§ **DIRECTION A**:
Using the article on Hess and Glass Lewis below, explain in one to three sentences why Hess sold assets earlier this year.

§ **SELECTED EXCERPT**:

^^^^^^^^^^^^^^^^

May 2 (Reuters) – Proxy advisory firm Glass Lewis told Hess

Corp’s shareholders late on Tuesday they should vote to

elect five new board members nominated by activist hedge fund

Elliott Management.

Hess has been under pressure from the hedge fund, which owns

a 4.5 percent stake in the oil and gas company, to implement

changes, including the election of independent directors to the

board, to increase shareholder value.

“We believe Elliott has submitted a compelling case to

suggest the Hess board has been largely ineffective at

overseeing current management,” Glass Lewis said in a note.

Hess raised its dividend and initiated a $4 billion share

buyback in March in an effort to boost shareholder returns, but

the advisory firm said that these only added to the problem.

“We find the board’s response to Elliott has been

flat-footed and reactive, as exemplified by…a vastly increased

dividend, a large share buyback program, unprecedented board

turnover and the hasty disposal of heretofore strategically

beneficial assets,” Glass Lewis said.

Hess responded to the recommendations by urging its

shareholders to elect its own nominees.

“Hess disagrees with Glass Lewis’ recommendation and

believes that shareholders who follow its recommendation at a

time when Hess is executing on a market-endorsed transformation

plan will put the value of their investment at risk,” the

company said in a statement.

Hess sold assets earlier this year in several of its

properties, including some in Texas and Russia, in an effort to

exit the refining and retail businesses and become a dedicated

exploration and production company.

New York-based Hess said it will nominate six new directors

at its annual meeting in May following criticism that its

current board lacked independence.

However, Glass Lewis called the move a “token proposal” to

keep shareholders happy while maintaining the status quo.

The advisory firm’s recommendation comes a few weeks after

Hess reported a surprise first-quarter profit in April.

Elliott Management officials could not be reached for

comment by Reuters outside regular business hours.

^^^^^^^^^^^^^^^^

§ **THE DATA**:
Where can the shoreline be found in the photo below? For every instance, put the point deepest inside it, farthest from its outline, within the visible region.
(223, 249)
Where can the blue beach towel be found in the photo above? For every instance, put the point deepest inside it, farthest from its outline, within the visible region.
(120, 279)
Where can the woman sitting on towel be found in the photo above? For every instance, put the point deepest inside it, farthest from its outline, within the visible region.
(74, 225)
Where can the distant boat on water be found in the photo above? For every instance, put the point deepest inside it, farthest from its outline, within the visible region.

^^^^^^^^^^^^^^^^

§ **DIRECTION B**:
Count the lines of the records that contain the word "every" and give only that number.

§ **OUTPUT A**:
Hess sold assets, including some in Texas and Russia, so that it could exit the refining and retail businesses. The goal was to become a dedicated exploration and production company.

§ **OUTPUT B**:
4